**Source passage**
+++

This evening, we’ll gather starting at 5:30 at the home of Brian Grad at 245 Jake Way in Carlsborg, for food, drink (feel free to bring potluck items), and strategizing about the local I-732 campaign.  Please attend this important meeting.

If not us, who?

If not now, when?

If not this, what?

In the spirit, Ed Chadd, Mike Massa, and Brian Grad

PUD Commissioners:  fulfill your mission and support I-732

“We are disappointed that the Clallam County PUD Board of Commissioners voted against supporting Initiative 732, a measure designed to accelerate the switch to affordable clean energy.”

In a guest opinion piece in the Sequim Gazette, OCA members collaborated on a response and appeal to the Clallam County Public Utility District Commissioners to rescind their opposition to the Carbon Tax Initiative, I-732.  The main points:

  • Most Clallam residents will keep more money in their pockets with I-732.
  • I-732 will help the PUD meet its state and federal regulatory mandates.

+++

**Entries shown**
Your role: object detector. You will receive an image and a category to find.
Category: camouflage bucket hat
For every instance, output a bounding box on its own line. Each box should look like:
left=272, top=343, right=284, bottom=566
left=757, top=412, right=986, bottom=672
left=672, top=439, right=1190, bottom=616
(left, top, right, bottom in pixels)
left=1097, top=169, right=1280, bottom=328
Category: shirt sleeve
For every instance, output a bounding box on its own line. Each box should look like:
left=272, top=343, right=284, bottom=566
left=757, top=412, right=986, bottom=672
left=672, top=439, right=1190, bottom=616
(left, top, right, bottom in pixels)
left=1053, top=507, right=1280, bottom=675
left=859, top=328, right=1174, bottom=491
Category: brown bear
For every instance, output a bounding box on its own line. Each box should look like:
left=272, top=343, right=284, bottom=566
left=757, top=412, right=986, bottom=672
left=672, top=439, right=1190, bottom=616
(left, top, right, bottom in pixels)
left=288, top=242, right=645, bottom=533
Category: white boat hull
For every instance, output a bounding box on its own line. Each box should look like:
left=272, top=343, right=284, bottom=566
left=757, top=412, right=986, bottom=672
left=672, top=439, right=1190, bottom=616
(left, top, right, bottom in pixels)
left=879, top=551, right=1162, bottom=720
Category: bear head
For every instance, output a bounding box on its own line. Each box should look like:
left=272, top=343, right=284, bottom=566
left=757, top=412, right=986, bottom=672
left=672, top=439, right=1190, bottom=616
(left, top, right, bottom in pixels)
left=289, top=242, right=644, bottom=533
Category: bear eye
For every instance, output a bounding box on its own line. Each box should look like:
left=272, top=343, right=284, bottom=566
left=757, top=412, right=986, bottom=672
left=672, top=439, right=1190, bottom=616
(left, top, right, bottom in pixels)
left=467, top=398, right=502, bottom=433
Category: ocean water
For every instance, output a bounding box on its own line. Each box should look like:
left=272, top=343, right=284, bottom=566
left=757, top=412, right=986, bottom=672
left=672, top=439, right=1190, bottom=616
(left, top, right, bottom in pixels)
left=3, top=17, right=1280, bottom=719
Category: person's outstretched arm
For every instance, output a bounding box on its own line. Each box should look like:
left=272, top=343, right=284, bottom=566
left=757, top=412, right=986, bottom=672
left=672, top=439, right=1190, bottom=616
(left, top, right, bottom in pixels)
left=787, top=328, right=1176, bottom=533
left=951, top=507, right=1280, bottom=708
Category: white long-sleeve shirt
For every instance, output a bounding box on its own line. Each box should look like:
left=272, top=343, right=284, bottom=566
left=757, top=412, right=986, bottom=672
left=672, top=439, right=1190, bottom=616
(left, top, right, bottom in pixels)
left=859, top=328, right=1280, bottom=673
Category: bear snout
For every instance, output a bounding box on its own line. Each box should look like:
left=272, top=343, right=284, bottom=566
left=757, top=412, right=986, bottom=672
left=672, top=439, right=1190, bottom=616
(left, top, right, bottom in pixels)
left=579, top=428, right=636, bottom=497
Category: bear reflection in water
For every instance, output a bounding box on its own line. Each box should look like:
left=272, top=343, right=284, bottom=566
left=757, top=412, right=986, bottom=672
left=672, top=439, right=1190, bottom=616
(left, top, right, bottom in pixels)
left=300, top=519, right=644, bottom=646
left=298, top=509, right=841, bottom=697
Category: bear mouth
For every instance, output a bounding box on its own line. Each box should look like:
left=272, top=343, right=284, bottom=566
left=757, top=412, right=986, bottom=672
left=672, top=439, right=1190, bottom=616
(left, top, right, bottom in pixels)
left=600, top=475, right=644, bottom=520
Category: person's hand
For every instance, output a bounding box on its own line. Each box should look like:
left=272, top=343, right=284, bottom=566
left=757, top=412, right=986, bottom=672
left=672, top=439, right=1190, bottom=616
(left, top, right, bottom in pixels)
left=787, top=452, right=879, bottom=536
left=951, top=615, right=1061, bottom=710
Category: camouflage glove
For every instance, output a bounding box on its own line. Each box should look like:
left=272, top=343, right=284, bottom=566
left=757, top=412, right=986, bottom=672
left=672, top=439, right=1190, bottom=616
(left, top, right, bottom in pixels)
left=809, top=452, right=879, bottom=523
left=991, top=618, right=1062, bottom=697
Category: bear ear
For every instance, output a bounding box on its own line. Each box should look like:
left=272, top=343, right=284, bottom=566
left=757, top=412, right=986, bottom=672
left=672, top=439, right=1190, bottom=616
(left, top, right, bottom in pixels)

+++

**To-do list**
- a) Decide whether each statement agrees with the I-732 passage above. Answer yes or no for each, and quote the words of the passage that settle it.
(i) The gathering at Brian Grad's home begins at 5:30.
(ii) The Clallam County PUD Board of Commissioners voted to support Initiative 732.
(iii) The guest opinion piece by OCA members ran in the Sequim Gazette.
- b) Continue the I-732 passage, picking up right after its final bullet point.

**Task results**
- a)
(i) Yes: "starting at 5:30 at the home of Brian Grad"
(ii) No: "voted against supporting Initiative 732"
(iii) Yes: "In a guest opinion piece in the Sequim Gazette"

- b)
  • Most importantly, I-732 will curb fossil fuel pollution which contributes to climate change, a problem with serious social and economic consequences for Clallam County–winter floods, summer drought, wildfire, sea-level rise, and ocean acidification among them.

The piece concludes:  “We have a responsibility to protect our children and future generations from these dangerous and costly threats to our community. With I-732, we can reduce taxes while protecting the environment. We urge the Clallam PUD commissioners to support I-732 and fulfill their mission to provide reliable, efficient, safe and low cost utility services in a financially and environmentally responsible manner.”

Catastrophic weather events seem to capture more headlines with each passing year–including events which have cut off power or water to PUD customers.  The time for “business as usual” is past.  We will continue to educate the PUD Commissioners and PUD customers about the advantages of I-732 to our community, our state, our nation, and the world at large.  Climate change is not going away, and these issues aren’t either–in fact, they become more compelling with each passing day.

OCA responds to PUD misstatements about I-732

On May 9, members of OCA presented this statement to Clallam County PUD commissioners regarding their ill-considered opposition to I-732, the state carbon-tax initiative that will be on the ballot in November.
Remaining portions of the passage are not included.